## Problem
The line containing "Locate every instance of the child's face" and every line after it through the end of the records: return those exactly, and nothing more.

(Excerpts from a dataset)
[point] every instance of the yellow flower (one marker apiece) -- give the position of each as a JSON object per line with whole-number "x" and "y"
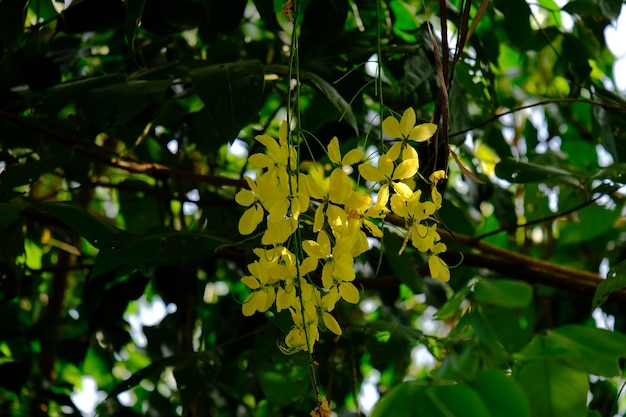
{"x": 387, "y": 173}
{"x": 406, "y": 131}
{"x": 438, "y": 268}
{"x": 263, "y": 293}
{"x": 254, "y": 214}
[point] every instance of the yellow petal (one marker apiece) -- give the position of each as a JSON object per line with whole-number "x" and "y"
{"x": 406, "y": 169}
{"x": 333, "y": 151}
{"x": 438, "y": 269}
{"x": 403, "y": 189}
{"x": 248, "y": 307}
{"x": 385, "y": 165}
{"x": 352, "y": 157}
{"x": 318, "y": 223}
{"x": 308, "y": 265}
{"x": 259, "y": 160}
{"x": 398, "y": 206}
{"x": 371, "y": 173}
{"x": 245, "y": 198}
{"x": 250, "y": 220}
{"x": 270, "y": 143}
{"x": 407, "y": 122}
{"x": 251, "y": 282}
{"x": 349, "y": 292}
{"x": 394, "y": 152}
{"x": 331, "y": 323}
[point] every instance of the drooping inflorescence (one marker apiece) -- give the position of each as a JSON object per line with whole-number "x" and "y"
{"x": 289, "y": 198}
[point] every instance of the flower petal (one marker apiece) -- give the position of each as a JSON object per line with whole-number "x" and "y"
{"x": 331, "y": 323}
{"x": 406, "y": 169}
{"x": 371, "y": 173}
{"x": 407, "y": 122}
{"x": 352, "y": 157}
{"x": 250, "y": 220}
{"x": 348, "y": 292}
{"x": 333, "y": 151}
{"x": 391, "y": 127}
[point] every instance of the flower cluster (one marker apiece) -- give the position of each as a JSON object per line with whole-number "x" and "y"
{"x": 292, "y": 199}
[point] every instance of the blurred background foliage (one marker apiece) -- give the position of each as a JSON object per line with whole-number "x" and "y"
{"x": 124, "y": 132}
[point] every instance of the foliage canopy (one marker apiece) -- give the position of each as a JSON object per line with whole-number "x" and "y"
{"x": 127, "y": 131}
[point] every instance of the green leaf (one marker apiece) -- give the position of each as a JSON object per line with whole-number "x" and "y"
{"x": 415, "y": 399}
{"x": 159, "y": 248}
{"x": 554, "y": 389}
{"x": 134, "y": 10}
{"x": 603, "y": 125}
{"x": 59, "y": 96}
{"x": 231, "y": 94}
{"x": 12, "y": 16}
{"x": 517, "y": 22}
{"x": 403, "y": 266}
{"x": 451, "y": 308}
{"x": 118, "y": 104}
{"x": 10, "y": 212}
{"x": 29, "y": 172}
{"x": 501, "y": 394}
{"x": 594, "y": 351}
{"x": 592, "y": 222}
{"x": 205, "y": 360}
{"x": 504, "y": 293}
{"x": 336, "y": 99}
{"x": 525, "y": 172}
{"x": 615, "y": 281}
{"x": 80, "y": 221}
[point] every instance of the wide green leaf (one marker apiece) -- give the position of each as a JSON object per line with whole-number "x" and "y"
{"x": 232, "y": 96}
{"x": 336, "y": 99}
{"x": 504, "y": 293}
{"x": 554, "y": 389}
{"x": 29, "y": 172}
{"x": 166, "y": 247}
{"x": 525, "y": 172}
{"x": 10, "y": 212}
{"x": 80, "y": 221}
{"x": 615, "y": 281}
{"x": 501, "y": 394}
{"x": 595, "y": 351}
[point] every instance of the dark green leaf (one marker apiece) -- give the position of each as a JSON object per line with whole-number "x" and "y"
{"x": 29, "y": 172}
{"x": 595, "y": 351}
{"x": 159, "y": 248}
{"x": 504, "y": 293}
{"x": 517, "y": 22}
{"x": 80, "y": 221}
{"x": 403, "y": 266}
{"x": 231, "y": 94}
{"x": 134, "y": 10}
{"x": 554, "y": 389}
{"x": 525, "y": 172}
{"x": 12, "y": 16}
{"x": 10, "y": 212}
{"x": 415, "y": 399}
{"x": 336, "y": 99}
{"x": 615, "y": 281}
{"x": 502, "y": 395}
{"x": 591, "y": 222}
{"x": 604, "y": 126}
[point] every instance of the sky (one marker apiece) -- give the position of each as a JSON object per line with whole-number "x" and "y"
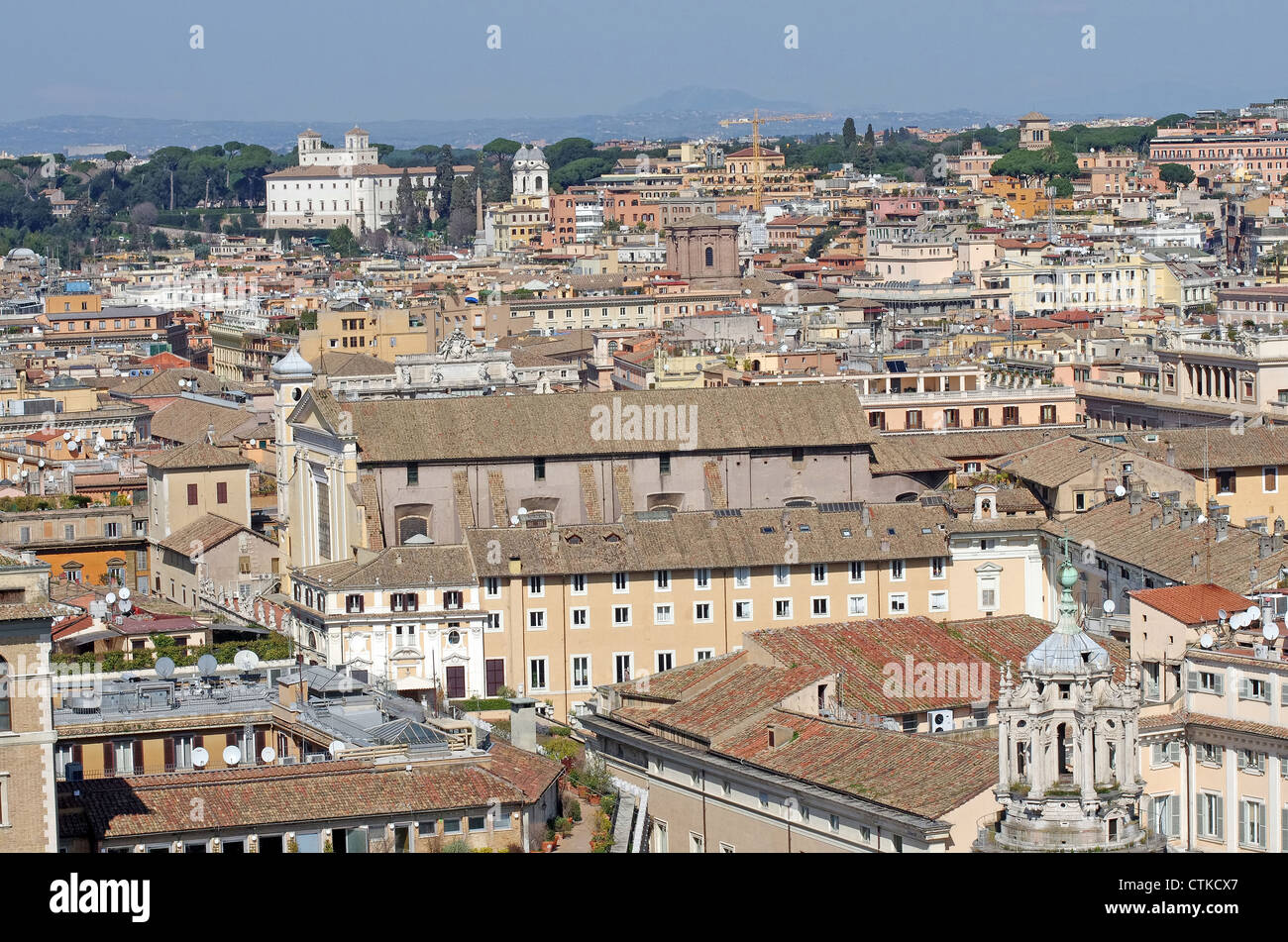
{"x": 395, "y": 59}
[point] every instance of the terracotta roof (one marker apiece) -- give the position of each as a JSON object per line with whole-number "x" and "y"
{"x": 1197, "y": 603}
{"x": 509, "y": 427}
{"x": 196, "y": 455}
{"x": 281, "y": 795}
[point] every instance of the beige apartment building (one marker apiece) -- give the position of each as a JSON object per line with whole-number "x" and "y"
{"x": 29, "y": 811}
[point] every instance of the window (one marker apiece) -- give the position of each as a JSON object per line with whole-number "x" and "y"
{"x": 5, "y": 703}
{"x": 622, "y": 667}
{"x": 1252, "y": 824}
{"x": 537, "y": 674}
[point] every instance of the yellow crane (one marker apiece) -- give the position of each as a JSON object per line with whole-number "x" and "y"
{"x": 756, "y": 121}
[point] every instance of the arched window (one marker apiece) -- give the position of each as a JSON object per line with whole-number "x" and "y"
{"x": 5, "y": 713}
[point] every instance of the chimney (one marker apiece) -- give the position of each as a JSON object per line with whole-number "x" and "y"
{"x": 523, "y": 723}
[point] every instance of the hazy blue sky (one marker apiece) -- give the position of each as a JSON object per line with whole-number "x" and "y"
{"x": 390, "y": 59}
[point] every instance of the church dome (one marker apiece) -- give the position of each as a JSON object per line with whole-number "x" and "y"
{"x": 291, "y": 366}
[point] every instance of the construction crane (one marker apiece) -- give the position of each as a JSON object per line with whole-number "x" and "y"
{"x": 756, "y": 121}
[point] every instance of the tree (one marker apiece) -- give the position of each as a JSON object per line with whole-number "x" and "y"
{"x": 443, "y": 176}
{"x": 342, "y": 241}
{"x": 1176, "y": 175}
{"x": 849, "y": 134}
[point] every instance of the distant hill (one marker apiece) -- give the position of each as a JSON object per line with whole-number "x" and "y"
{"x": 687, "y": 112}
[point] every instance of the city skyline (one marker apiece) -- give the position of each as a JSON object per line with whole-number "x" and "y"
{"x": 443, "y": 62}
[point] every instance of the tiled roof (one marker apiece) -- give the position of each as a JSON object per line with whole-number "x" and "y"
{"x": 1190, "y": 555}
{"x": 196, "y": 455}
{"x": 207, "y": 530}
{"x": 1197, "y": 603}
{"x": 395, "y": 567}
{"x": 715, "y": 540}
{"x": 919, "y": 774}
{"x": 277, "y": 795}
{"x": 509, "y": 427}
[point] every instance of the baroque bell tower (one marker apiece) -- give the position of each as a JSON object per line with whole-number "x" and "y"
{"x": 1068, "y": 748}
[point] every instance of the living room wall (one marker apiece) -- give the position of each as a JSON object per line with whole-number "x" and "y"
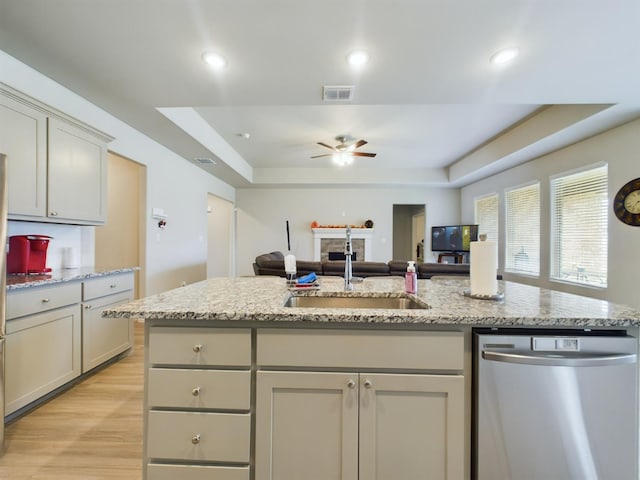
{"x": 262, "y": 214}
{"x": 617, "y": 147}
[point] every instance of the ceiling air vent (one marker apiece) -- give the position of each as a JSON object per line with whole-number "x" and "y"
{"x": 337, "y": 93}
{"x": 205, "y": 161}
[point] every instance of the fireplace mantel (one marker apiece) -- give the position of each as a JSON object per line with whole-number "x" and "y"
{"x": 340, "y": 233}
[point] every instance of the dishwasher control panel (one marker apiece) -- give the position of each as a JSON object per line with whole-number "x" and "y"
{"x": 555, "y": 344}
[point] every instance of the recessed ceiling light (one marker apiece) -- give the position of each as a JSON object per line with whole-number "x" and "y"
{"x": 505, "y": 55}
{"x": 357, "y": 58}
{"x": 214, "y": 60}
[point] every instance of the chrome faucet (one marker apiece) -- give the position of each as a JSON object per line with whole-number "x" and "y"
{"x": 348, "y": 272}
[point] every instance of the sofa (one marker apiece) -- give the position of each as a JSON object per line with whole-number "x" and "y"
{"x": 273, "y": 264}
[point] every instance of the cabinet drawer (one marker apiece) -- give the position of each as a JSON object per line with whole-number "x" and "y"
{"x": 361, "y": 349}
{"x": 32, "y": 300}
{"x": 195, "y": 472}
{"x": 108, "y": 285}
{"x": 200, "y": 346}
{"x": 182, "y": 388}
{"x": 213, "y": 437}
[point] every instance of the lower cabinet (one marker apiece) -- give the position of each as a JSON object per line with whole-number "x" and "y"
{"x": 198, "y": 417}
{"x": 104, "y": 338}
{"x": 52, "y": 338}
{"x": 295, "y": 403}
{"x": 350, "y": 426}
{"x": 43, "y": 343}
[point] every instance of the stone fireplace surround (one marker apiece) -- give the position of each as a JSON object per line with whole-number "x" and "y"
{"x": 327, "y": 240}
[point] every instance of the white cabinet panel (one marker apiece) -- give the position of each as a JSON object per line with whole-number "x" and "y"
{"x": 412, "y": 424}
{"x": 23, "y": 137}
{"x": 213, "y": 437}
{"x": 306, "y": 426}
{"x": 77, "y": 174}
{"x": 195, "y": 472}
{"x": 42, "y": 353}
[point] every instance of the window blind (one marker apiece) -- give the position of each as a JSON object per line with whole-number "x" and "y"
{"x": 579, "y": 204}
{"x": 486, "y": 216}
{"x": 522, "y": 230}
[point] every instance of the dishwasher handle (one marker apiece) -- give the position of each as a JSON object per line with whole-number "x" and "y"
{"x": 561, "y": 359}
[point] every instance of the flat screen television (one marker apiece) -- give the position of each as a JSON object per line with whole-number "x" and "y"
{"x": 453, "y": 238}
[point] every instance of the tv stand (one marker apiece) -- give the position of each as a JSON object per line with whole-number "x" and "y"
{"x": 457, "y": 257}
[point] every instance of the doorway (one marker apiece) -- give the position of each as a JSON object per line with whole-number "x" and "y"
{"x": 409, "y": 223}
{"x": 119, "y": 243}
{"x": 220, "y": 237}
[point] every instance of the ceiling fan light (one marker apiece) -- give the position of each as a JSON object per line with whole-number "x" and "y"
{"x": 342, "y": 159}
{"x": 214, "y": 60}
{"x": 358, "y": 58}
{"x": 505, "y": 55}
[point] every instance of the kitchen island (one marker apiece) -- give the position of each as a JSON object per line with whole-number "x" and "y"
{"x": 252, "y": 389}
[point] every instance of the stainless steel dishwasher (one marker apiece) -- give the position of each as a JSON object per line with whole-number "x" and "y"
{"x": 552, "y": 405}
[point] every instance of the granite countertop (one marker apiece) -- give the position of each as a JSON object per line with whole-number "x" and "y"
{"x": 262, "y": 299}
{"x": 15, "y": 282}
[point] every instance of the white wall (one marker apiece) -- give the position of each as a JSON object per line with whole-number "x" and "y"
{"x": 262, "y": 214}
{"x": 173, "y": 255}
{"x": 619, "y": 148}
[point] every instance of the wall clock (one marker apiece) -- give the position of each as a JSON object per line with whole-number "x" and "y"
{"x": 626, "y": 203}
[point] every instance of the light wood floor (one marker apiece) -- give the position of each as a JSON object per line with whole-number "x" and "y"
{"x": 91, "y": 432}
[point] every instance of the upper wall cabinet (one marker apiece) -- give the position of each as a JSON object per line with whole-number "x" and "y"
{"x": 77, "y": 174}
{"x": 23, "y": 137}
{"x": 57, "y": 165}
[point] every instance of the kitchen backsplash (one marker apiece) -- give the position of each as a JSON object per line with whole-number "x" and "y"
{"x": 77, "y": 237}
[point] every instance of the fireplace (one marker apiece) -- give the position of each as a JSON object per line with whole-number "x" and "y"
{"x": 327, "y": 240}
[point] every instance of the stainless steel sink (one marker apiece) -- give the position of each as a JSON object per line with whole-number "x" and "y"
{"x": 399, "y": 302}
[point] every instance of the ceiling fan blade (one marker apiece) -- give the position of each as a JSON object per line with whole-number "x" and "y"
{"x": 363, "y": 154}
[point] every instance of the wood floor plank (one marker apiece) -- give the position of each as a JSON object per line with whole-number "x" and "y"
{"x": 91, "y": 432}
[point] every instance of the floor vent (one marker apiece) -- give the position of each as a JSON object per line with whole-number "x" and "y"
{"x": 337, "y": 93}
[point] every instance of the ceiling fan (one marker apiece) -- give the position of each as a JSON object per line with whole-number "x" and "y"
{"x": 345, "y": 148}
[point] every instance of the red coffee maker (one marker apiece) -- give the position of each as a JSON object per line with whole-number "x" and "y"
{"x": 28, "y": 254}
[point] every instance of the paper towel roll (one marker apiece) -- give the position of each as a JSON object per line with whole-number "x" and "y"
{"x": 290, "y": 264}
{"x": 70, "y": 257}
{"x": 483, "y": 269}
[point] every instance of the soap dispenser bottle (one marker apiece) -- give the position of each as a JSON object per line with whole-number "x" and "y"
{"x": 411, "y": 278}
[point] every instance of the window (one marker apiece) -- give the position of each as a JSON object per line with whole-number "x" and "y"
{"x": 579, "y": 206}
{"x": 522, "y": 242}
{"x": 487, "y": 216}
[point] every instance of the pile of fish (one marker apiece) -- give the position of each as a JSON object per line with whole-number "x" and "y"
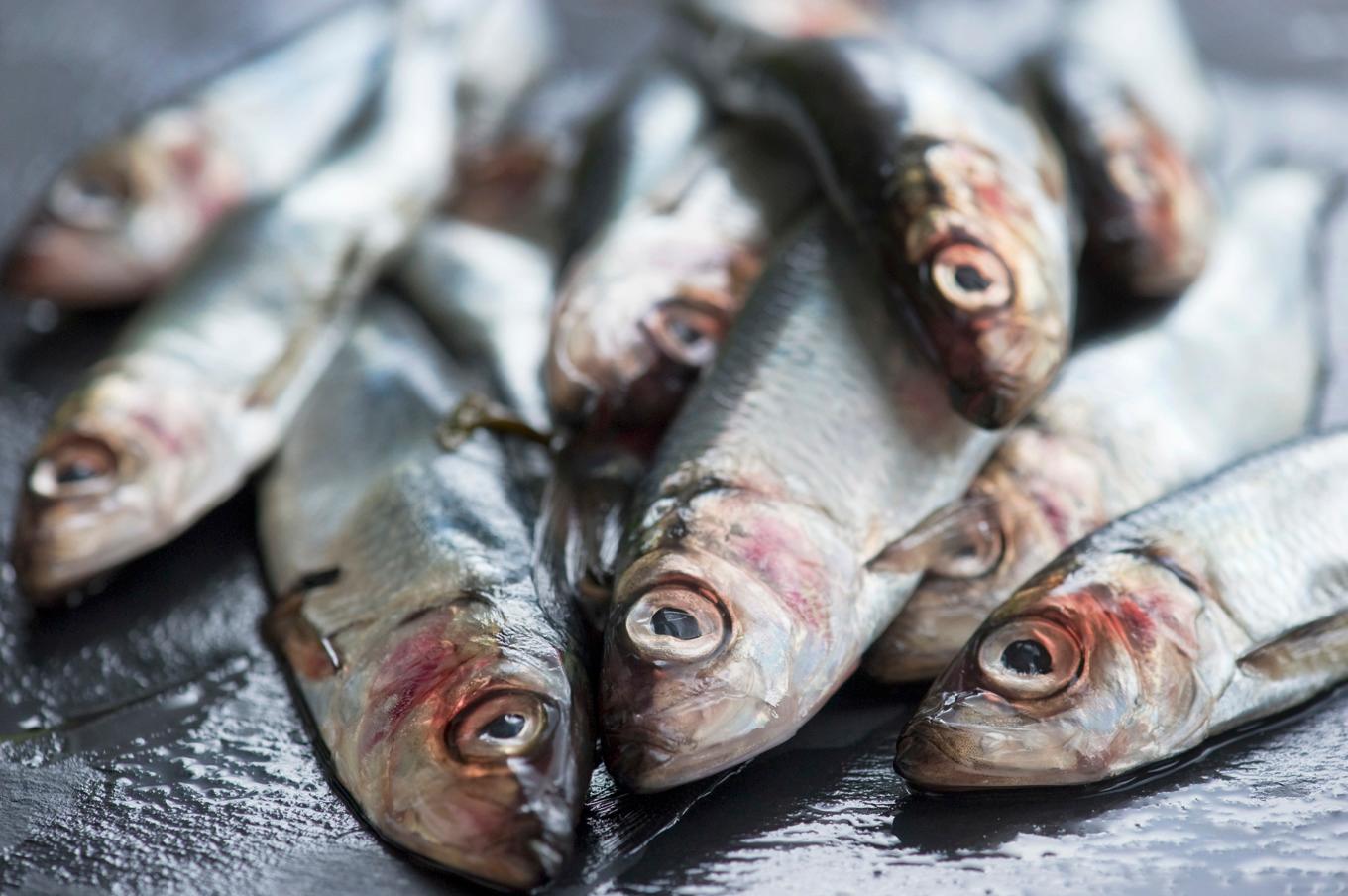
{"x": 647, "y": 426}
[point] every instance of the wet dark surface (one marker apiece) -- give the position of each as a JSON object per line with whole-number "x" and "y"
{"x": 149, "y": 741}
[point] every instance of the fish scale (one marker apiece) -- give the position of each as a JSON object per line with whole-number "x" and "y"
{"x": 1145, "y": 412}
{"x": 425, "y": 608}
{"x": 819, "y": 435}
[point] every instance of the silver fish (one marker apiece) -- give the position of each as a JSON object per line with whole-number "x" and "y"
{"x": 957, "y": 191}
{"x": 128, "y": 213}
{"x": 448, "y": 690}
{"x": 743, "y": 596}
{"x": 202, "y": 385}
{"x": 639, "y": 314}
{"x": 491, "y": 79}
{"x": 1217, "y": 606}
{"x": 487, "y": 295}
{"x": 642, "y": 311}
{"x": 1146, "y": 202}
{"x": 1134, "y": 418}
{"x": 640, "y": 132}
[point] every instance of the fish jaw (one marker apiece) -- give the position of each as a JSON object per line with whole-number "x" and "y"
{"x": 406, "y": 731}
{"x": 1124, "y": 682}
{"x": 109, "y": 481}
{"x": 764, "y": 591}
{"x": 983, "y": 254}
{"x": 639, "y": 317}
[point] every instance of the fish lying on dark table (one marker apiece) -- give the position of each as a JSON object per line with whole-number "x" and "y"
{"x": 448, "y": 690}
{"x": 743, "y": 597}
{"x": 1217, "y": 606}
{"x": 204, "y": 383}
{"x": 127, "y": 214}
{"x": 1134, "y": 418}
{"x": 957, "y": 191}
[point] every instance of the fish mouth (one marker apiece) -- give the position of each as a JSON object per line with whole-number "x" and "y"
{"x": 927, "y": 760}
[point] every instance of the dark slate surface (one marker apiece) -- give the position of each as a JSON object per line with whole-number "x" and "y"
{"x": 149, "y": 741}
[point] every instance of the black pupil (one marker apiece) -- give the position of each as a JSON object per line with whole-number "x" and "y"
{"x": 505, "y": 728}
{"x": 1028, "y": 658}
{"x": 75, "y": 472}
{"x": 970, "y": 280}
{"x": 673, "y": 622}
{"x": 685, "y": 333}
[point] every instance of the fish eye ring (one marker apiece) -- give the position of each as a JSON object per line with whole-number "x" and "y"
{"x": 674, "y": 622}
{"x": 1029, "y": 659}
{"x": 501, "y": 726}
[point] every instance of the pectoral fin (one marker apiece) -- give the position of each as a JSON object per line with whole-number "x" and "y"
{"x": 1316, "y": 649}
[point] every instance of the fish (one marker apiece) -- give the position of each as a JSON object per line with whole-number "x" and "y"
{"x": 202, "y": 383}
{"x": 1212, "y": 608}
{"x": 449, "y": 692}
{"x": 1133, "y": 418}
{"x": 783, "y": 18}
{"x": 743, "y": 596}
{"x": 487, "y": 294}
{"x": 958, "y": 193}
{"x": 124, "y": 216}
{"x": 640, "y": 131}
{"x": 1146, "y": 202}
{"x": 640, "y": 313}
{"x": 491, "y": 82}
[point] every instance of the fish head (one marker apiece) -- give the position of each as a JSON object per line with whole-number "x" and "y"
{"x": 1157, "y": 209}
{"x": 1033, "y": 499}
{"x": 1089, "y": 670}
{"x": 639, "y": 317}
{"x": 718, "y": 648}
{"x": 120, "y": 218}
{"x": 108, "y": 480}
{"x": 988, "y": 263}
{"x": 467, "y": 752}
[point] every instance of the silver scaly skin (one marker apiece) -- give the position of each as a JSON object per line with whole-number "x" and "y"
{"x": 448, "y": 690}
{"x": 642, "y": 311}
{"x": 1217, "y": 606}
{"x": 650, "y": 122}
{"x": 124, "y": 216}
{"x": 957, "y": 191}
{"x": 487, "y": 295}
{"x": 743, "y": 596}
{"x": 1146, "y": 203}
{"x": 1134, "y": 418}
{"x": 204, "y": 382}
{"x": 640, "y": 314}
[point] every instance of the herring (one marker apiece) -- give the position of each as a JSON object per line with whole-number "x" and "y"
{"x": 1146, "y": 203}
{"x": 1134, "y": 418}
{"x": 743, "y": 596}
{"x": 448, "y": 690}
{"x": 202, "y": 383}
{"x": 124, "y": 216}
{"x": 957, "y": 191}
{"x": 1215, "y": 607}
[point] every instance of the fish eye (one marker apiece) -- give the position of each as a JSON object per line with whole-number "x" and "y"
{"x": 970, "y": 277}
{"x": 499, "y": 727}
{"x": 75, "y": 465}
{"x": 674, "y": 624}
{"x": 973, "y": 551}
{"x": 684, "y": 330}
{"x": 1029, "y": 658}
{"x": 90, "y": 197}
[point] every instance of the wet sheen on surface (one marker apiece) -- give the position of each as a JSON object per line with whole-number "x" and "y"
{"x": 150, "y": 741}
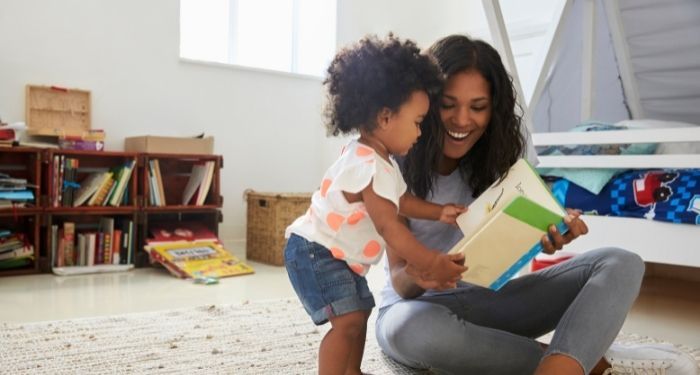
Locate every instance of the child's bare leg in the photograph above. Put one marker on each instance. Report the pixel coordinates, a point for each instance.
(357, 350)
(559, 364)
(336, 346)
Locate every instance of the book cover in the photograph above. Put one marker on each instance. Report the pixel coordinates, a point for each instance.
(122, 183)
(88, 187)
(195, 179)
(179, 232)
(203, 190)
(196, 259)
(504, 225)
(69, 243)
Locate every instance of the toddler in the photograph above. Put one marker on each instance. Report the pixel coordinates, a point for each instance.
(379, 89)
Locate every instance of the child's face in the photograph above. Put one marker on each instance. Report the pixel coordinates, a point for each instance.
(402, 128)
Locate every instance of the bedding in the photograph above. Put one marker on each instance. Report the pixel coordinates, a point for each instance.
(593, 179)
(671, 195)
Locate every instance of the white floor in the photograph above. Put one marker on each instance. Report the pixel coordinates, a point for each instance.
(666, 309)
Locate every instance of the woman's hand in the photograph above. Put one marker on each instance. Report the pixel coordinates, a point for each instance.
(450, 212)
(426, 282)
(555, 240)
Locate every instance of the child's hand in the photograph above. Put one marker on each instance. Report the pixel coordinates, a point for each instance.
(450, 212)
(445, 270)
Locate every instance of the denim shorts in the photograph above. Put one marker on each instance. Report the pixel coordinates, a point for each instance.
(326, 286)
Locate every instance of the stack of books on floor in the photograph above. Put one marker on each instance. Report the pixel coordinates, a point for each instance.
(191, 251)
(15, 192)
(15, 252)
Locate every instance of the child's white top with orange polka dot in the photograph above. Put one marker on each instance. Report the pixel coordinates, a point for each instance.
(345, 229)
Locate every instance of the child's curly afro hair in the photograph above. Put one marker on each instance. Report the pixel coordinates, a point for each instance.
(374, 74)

## Output of the exercise
Locate every instance of the child's face in the photograph above. Put one marker on each instance. Report the pixel coordinates, a point for each instance.
(402, 128)
Locate every instance of the bedding in the photograph above. Put one marker on each instance. Report the pixel coordinates, a point for each instance.
(593, 179)
(671, 195)
Locate every instance of the white floor in the photograph above. Put one marker on each instance. Report the pixel coordinates, a point for each instance.
(666, 309)
Locate every instance of the woman's hand in the photograph above. Put one marker on each instance. Report the pixel coordinates, a point for each instance.
(450, 212)
(426, 282)
(555, 240)
Locate every instance of the child's hand in the photograph above. Put one marker on each instance. Report the pixel coordinates, a point for each instance.
(450, 212)
(445, 270)
Locate every instance of the denim shorts in the photograph above. Put one marker on each instance. Report the pixel coordinates, a point for each instance.
(326, 286)
Locate every instance of the stack of books on floor in the photograph above. Put one marker on each instance. Report the pixel coordinates, a point for each instance.
(191, 251)
(15, 192)
(15, 252)
Locate every instance of the child's white top with orange polka dot in the photograph above. Put one marker on each instance. Report the pixel coordinates, a point for each instance.
(345, 229)
Locate every instance of the child's curly afro hair in the photograph above. Put one marker on each instance. Report the pixel coordinates, a point for each instance.
(374, 74)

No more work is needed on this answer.